__Short problem__. Print word for word the lines of the data below, starting with the line that contains "locate the cabinet door in the photo above" and stopping after the data's final line.

__Record list__.
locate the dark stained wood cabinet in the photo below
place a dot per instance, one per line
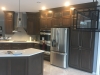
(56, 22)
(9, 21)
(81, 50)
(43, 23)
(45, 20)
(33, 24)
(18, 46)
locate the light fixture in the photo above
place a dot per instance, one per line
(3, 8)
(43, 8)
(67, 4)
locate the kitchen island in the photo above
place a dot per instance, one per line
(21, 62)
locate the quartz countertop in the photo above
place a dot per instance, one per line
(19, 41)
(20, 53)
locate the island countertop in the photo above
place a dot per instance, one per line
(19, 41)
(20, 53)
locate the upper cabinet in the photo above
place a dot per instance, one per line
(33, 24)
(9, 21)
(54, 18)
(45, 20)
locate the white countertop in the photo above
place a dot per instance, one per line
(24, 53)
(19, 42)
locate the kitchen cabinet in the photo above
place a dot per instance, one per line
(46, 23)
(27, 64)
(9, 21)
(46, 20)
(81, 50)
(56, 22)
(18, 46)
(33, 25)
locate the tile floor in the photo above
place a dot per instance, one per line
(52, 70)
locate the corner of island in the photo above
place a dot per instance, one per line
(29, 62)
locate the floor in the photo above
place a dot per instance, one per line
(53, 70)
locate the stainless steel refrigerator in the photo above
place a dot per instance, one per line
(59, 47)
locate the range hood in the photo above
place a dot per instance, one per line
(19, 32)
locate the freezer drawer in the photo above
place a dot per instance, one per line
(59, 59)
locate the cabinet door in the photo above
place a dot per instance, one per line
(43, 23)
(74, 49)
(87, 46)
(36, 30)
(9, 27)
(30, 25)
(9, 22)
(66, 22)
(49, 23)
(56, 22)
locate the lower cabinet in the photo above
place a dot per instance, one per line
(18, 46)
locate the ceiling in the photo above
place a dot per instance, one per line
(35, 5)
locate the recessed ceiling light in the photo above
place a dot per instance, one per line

__Task solution__.
locate the cabinet door in the photo above
place a dot per instance, one per line
(43, 23)
(74, 49)
(87, 46)
(36, 30)
(9, 27)
(30, 25)
(9, 22)
(66, 22)
(49, 23)
(56, 22)
locate the lower cabinet in the photo above
place a dot per instance, one per line
(18, 46)
locate the ceiling in the photo above
place a dot per instance, one per line
(35, 5)
locate the recessed ceiling light in the photo above
place a dot per instance, one per line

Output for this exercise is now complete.